### [AIM A]
From the text on Iraq's oil industry, reproduce word for word the stretch from "Iraq’s oil industry" through "the country’s income.".
### [AIM B]
Render this sentence from the text on Iraq's oil industry in Spanish: "Iraq holds around 145 billion barrels of oil, making it the fifth-largest oil state in the world."

Iraq’s record-high oil exports could be hindered by the rising political turmoil being seen across the country. While political instability has typically had little effect on the country’s oil industry, growing unrest is now threatening Iraq’s oil output. In addition, Iraq continues to battle over oil ownership in the Kurdistan region, adding to the industry’s challenges. 

Iraq’s oil industry had been reporting positive trends in recent months, with production levels standing at around 4.4 billion bpd of crude, and exports hitting the highest levels in 50 years, at a value of $11.07 billion. The increase in exports was largely due to a shift in global reliance away from Russia toward other oil powers over the last few months. Iraq holds around 145 billion barrels of oil, making it the fifth-largest oil state in the world. And crude is vitally important for Iraq’s economy, with oil revenues contributing around 90 percent of the country’s income.

### [GIVEN RECORDS]
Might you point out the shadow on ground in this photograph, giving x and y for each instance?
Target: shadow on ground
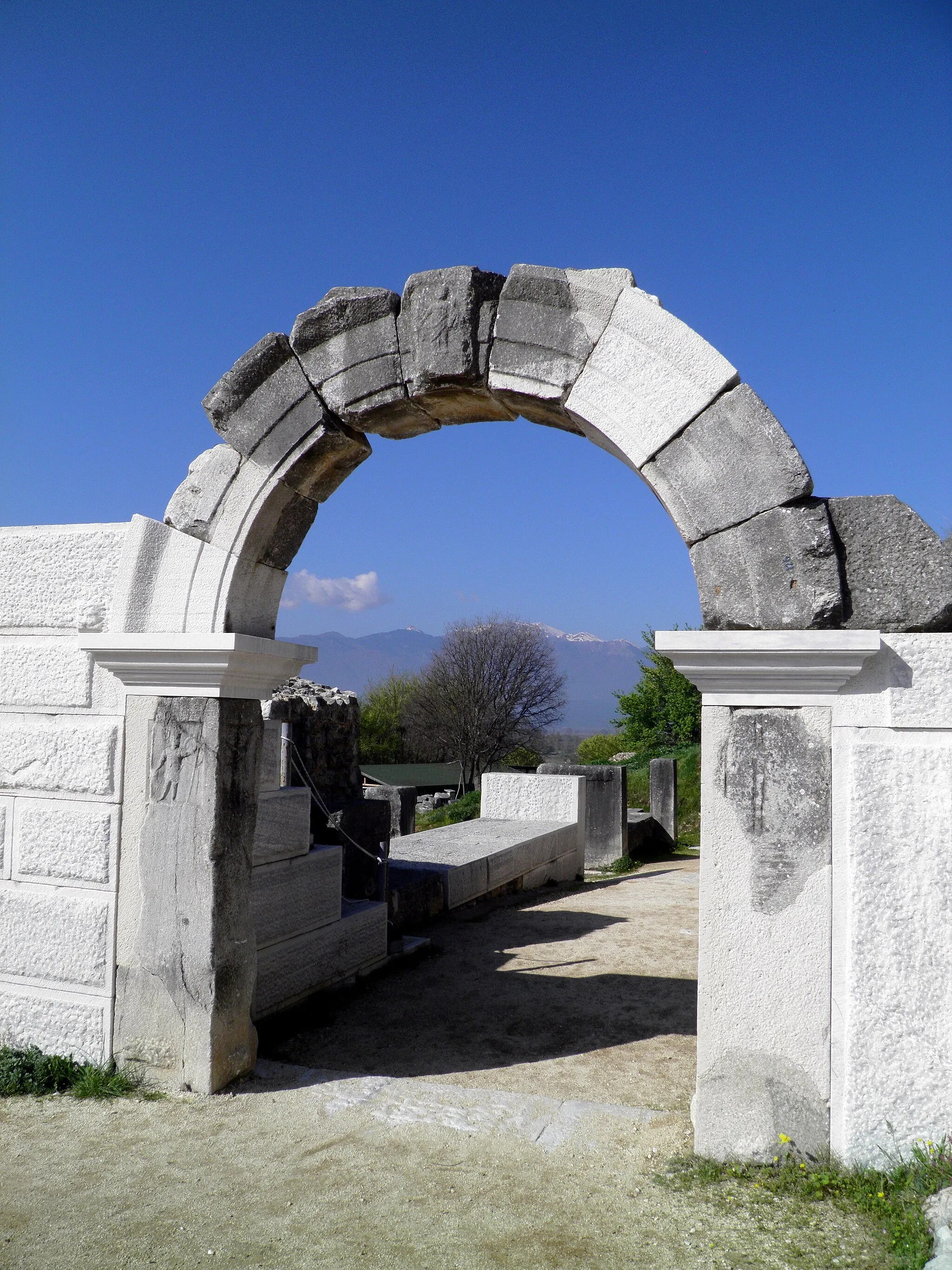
(503, 986)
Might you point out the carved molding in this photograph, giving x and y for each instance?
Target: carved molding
(767, 667)
(197, 666)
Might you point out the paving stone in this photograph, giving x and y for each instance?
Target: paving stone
(648, 378)
(548, 324)
(446, 328)
(775, 572)
(898, 571)
(264, 404)
(295, 896)
(351, 353)
(732, 463)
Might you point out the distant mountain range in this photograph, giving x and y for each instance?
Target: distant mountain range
(595, 668)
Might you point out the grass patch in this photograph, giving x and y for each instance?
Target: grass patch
(31, 1071)
(892, 1198)
(466, 808)
(688, 791)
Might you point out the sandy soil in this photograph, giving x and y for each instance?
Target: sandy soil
(577, 994)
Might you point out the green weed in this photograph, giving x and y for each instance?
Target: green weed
(892, 1198)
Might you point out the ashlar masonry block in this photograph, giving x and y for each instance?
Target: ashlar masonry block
(59, 577)
(732, 463)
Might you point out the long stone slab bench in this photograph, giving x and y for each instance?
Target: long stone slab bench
(531, 828)
(291, 897)
(292, 970)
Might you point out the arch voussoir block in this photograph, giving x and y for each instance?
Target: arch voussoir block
(446, 331)
(898, 573)
(548, 324)
(733, 463)
(350, 350)
(647, 379)
(777, 571)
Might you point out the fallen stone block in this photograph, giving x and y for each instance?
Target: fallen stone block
(606, 803)
(648, 378)
(193, 505)
(292, 970)
(775, 572)
(402, 800)
(264, 404)
(295, 896)
(663, 791)
(732, 463)
(284, 825)
(350, 350)
(548, 324)
(898, 572)
(446, 328)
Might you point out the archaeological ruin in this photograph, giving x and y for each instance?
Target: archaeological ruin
(136, 761)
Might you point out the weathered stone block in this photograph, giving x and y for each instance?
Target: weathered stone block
(606, 810)
(44, 671)
(59, 577)
(766, 849)
(446, 329)
(893, 1006)
(55, 934)
(282, 825)
(530, 797)
(264, 404)
(325, 727)
(296, 896)
(663, 791)
(898, 572)
(61, 753)
(776, 572)
(56, 1023)
(732, 463)
(187, 968)
(193, 505)
(548, 324)
(648, 378)
(290, 971)
(68, 841)
(403, 805)
(351, 353)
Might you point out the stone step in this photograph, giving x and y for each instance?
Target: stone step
(291, 897)
(295, 968)
(284, 825)
(478, 857)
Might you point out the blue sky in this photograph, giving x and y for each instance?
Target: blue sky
(179, 180)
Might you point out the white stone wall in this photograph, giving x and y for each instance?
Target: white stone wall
(892, 1043)
(61, 738)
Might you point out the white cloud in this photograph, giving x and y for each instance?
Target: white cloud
(355, 595)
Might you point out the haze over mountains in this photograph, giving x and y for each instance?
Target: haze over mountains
(595, 668)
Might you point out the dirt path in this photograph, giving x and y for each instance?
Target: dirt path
(520, 1093)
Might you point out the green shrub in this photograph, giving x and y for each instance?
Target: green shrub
(31, 1071)
(893, 1198)
(600, 748)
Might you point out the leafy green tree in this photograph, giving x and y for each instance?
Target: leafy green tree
(383, 729)
(663, 711)
(600, 748)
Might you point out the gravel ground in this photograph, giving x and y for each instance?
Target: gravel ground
(569, 998)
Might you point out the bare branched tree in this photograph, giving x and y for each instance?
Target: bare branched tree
(493, 685)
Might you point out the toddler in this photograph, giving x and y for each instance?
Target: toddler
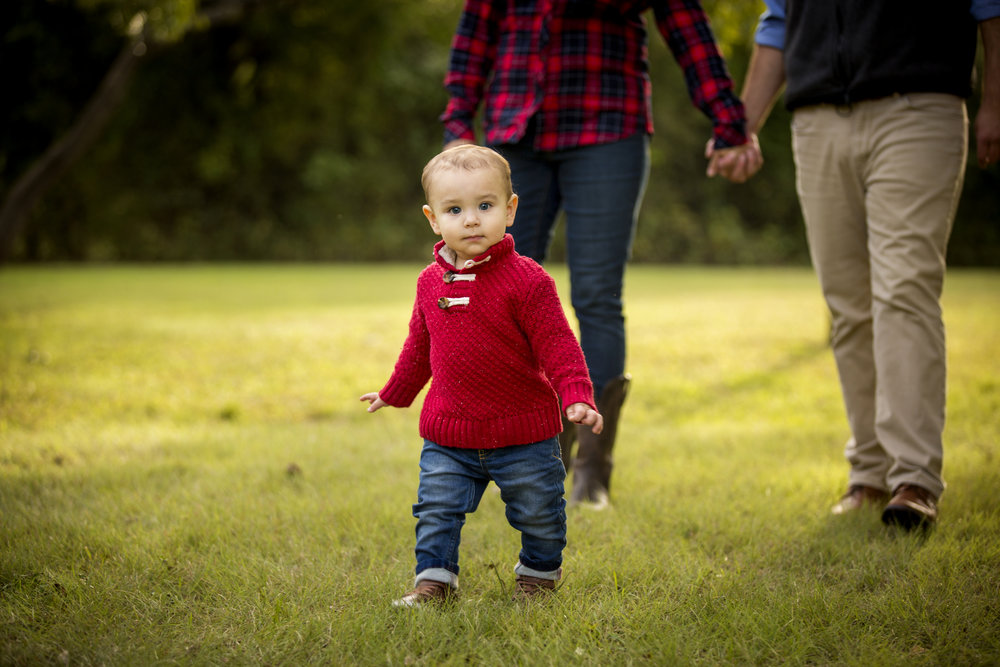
(488, 327)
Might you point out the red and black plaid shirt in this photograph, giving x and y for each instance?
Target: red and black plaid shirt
(580, 69)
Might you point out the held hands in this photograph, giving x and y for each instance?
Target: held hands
(737, 163)
(581, 413)
(375, 401)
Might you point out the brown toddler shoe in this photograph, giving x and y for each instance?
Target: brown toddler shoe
(426, 592)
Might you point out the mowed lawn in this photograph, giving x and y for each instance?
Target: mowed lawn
(187, 476)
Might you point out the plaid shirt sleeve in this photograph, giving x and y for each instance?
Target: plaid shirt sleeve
(473, 52)
(686, 29)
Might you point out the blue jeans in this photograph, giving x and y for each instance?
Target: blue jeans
(600, 189)
(452, 482)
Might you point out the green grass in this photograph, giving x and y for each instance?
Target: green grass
(187, 476)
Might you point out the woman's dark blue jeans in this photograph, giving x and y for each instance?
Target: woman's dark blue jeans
(600, 188)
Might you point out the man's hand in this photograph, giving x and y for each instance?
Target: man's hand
(581, 413)
(737, 163)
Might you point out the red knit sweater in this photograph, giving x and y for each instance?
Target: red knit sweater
(498, 347)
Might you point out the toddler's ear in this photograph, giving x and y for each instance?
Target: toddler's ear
(511, 210)
(431, 218)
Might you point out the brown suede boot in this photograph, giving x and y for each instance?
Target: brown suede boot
(592, 468)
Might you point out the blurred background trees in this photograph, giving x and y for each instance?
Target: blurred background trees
(297, 129)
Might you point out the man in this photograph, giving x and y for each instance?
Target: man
(879, 136)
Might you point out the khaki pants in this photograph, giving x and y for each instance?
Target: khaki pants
(879, 183)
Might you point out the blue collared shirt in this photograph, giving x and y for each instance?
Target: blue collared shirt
(771, 27)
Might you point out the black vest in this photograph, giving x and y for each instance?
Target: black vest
(846, 51)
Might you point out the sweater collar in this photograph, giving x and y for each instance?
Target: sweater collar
(445, 256)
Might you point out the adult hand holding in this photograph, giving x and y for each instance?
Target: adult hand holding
(737, 163)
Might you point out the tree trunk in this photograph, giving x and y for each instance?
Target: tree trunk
(27, 189)
(34, 182)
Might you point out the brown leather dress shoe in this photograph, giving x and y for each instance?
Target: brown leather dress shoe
(911, 507)
(858, 496)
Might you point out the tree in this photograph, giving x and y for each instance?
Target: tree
(153, 24)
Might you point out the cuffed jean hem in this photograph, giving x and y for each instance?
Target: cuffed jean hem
(552, 575)
(437, 574)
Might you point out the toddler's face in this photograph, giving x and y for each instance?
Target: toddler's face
(470, 210)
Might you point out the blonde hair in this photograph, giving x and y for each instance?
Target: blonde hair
(468, 157)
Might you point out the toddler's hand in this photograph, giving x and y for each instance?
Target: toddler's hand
(581, 413)
(375, 401)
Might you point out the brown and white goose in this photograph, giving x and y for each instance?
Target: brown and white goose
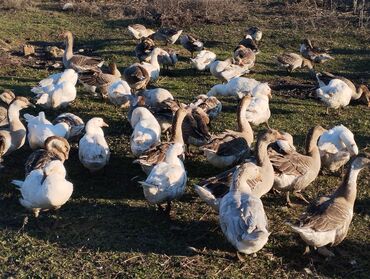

### [COMPLETE ANSWER A]
Iraq’s oil industry had been reporting positive trends in recent months, with production levels standing at around 4.4 billion bpd of crude, and exports hitting the highest levels in 50 years, at a value of $11.07 billion. The increase in exports was largely due to a shift in global reliance away from Russia toward other oil powers over the last few months. Iraq holds around 145 billion barrels of oil, making it the fifth-largest oil state in the world. And crude is vitally important for Iraq’s economy, with oil revenues contributing around 90 percent of the country’s income.

### [COMPLETE ANSWER B]
Irak posee alrededor de 145 mil millones de barriles de petróleo, lo que lo convierte en el quinto mayor estado petrolero del mundo.